=== Written task ===
Print the part of the records below that opens with the line containing "trace cream patch on head, every instance" and closes with the line containing "Outlines of the cream", both of those lines included, reproducing each line exactly.

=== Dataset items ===
======
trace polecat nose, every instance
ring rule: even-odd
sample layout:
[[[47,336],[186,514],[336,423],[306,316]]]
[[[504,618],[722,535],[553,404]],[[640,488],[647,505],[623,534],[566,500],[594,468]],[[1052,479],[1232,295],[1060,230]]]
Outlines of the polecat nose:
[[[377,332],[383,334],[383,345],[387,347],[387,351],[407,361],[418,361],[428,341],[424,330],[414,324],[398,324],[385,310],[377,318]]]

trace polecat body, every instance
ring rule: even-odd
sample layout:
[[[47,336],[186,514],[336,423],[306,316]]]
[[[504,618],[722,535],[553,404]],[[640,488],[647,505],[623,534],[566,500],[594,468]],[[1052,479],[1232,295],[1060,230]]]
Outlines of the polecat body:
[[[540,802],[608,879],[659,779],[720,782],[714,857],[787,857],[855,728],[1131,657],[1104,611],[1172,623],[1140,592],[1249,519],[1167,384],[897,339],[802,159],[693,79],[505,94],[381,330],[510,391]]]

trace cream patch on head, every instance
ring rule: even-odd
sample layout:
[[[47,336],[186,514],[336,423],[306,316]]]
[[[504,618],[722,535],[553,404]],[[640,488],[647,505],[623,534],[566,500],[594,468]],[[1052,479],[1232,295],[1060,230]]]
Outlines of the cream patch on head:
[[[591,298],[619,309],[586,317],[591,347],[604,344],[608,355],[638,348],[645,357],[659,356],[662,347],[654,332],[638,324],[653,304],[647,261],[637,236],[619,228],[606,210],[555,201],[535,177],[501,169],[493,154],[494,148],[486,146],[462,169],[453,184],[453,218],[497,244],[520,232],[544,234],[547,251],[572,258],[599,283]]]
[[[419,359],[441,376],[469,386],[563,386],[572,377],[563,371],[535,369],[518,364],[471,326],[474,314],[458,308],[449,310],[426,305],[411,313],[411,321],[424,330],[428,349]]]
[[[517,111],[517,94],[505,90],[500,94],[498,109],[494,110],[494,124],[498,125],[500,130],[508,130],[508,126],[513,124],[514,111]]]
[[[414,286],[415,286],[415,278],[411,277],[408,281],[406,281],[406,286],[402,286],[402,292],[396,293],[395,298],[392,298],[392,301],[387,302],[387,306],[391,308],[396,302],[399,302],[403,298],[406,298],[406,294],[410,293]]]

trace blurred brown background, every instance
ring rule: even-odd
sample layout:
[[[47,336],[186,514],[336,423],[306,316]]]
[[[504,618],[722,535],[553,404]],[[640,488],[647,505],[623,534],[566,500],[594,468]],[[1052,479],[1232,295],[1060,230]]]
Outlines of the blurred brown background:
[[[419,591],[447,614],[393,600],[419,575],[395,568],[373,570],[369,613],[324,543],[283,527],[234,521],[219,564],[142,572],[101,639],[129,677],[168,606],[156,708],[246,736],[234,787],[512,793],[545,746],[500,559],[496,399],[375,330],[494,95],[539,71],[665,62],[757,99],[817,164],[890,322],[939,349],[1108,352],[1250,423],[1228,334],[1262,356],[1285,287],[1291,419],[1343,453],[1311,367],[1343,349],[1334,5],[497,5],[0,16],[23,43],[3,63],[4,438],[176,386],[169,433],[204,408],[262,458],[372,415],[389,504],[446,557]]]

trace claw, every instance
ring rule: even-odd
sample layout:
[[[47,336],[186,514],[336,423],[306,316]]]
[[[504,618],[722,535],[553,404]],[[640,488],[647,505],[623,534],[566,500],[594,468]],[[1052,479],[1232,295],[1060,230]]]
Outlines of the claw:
======
=== Expected answer ===
trace cream patch on head, every instance
ring rule: even-odd
sample layout:
[[[47,336],[186,514],[336,423],[306,316]]]
[[[504,618],[722,535],[553,404]],[[640,488],[647,505],[623,534],[566,500],[594,468]],[[1052,479],[1232,295],[1060,230]]]
Outlines of the cream patch on head:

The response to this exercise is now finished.